_WRITTEN PROBLEM_:
Convert the records below into a numbered list with one entry per line, skipping blank lines and leaving out the pictures.

_ENTRIES_:
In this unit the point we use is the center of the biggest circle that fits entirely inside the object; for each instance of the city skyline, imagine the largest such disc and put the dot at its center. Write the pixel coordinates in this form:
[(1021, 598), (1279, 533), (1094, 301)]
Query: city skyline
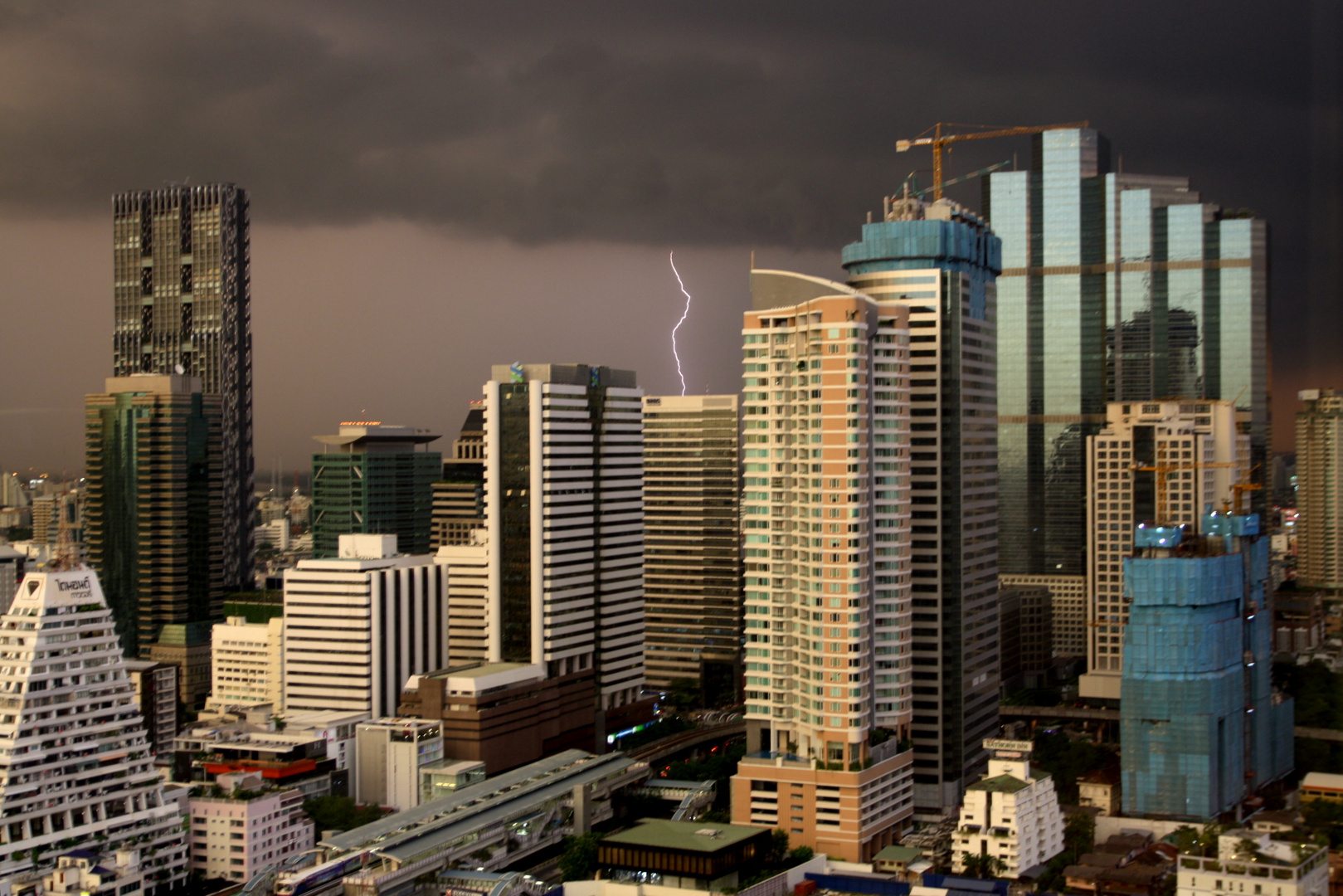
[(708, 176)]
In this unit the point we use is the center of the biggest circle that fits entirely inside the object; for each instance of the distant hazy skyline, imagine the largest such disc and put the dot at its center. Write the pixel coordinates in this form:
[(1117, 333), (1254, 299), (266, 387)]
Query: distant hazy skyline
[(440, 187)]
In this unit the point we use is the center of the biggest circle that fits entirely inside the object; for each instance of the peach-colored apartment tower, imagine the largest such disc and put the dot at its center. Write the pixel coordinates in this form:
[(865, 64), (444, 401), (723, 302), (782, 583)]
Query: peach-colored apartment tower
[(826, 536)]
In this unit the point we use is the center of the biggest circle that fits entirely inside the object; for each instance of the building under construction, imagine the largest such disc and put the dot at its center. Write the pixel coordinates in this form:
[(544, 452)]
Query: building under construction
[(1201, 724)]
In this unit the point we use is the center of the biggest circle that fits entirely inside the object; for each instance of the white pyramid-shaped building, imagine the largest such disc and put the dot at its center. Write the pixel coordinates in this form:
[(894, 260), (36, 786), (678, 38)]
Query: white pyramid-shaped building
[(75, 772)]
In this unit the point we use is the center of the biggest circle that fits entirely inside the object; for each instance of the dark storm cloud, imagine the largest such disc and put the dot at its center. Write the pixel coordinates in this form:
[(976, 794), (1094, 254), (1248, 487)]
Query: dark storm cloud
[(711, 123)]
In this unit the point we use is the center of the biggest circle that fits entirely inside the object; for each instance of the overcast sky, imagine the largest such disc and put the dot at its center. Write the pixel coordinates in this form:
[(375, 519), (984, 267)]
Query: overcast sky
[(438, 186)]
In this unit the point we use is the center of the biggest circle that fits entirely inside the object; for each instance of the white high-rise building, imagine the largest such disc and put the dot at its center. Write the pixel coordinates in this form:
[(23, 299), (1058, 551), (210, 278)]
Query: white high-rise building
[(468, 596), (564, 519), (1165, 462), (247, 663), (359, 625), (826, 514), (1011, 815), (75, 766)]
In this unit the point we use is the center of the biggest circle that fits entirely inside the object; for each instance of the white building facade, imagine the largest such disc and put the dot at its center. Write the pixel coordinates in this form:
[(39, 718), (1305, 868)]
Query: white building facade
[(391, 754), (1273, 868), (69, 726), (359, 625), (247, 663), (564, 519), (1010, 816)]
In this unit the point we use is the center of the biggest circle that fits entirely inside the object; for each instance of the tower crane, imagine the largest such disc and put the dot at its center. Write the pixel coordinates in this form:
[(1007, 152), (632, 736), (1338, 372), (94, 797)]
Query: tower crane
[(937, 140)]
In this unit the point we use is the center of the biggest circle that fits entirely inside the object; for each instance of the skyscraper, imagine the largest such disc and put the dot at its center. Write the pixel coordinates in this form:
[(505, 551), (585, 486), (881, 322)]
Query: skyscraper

_EXPECTED OUTPUT_:
1. In this unit the point we use is the center of the biggest circle that fits entirely inside the object; for each instance of the city skyline, imagine the largest such disc and put the dot at its center. Write the pixel coordinates in this form:
2. [(1021, 598), (1279, 533), (1094, 301)]
3. Query: city skyline
4. [(708, 176)]
5. In this unit the point we use is the center of the biggest circle that fits entirely inside the object; for each instance of the distant hazy skyline, imagine the largest such disc and put the dot at its center. Write the pixel coordinates in this form:
6. [(1117, 333), (1254, 299), (266, 387)]
7. Query: distant hazy skyline
8. [(440, 187)]
9. In this unit the point we use is the center of the biggest circle that fits entirely inside the object; for each instance of the peach-colored apartment tower, imagine the largest such disc and put the dot at its center. Write the pixel coordinates in this form:
10. [(865, 64), (444, 401), (723, 302), (782, 583)]
11. Query: peach-colored apartment tower
12. [(826, 536)]
13. In this unit the point we use is the center of the biggest circle that fits entirely inside the object; for each instance of the building under construction, imagine the largest such disc and put the dot at its center. Write the pixel coordinates in this form:
14. [(544, 452)]
15. Query: building under construction
16. [(1201, 724)]
17. In this unit the point we use is the center of the biggest circle that fits entirely inside the object; for each instance of the white pyramid-shaped building, imagine the largest such disc and put the dot at its center. Write the pixel coordinates in this form:
18. [(894, 260), (36, 786), (678, 38)]
19. Query: white pyramid-shaped building
20. [(75, 772)]
21. In this unit the point we use is the center of the biggest circle that fits entirely inside the object; for each instance of the dark storm cloud, imagine the largest such disc and put the dot at its center. Write the pixel coordinates in this form:
22. [(976, 794), (1094, 254), (1248, 487)]
23. Query: dark storm cloud
24. [(711, 123)]
25. In this unit the point we use is the center of the biggest circle that fits entirely inside the object; for each instance of the overcast sky, imagine the largest such disc and put the dot at its center. Write the pixel coordinates in this form:
26. [(375, 519), (984, 267)]
27. Query: overcast sky
28. [(438, 186)]
29. In this unit the point we use is the center of the biggest circle that fits entirely inside the object; for each instance of the white high-rise building, imagine the largest such disc and put the dot at its center. Write the pixel coordinates in this form:
30. [(23, 299), (1058, 551), (210, 278)]
31. Query: white high-rise building
32. [(468, 596), (564, 519), (1165, 462), (247, 663), (359, 625), (826, 514), (1011, 815), (75, 766)]
33. In this unit the point we use is the center of the biggest circle that fits entirely inside the object; for each instance of the white building facade, imagine the largest such disc and put the dot at its center. Write the pixel coordinates in this form:
34. [(39, 718), (1305, 868)]
35. Query: white building facade
36. [(391, 754), (1273, 868), (69, 726), (359, 625), (247, 663), (564, 519), (1010, 816)]
37. In this unit the point we use is the center of the biggest circle that fits entirely inside the object; for each instance of the tower crane, imagine the largest such disc and put the dot at its center. Write the pixel coordinates in this form:
38. [(1007, 152), (632, 736), (1338, 372), (94, 797)]
39. Query: tower crane
40. [(937, 140)]
41. In this unit the point we use is the center of the biggest circle that fits entirely inside the object; for each instance of the skyscraper, imagine the largest such disc and put the dot at its center. Write the pixel coordinates in this form:
42. [(505, 551), (585, 486), (881, 322)]
43. Query: skyscraper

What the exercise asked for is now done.